Task statement: Pull out the entries word for word, starting at the beginning and ending at the line that contains "pixel 916 686", with that line included.

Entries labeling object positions

___

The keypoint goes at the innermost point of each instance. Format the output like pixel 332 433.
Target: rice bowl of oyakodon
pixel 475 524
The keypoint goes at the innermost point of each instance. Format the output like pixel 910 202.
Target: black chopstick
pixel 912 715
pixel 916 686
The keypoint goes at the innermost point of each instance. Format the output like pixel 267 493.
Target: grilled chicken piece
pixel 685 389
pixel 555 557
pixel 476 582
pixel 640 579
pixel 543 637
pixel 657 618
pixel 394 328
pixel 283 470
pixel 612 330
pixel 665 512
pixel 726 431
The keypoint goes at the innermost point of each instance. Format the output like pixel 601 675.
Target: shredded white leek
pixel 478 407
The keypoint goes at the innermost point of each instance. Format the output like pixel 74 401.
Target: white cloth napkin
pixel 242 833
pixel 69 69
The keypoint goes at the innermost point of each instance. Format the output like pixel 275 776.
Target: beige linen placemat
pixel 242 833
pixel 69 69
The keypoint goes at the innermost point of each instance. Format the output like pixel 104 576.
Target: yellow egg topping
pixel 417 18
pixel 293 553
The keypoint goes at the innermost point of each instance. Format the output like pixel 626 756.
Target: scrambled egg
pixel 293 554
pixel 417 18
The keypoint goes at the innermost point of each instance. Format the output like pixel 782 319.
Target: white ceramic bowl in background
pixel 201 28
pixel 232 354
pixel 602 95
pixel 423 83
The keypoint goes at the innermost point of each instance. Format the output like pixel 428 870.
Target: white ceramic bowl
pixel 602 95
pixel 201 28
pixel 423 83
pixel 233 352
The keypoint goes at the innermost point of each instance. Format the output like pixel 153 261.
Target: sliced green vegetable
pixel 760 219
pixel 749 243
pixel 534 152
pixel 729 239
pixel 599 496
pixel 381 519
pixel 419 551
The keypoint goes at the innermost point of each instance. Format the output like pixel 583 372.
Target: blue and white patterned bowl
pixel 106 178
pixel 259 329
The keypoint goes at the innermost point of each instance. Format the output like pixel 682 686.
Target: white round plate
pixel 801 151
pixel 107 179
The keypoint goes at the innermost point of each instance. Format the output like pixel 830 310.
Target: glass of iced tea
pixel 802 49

___

Final result:
The keypoint goes at the innermost point of each instance. Format the output like pixel 332 433.
Target: rice bowl of oyakodon
pixel 475 524
The keypoint goes at the innermost point of each instance. Format the output like pixel 910 202.
Target: black chopstick
pixel 912 715
pixel 916 686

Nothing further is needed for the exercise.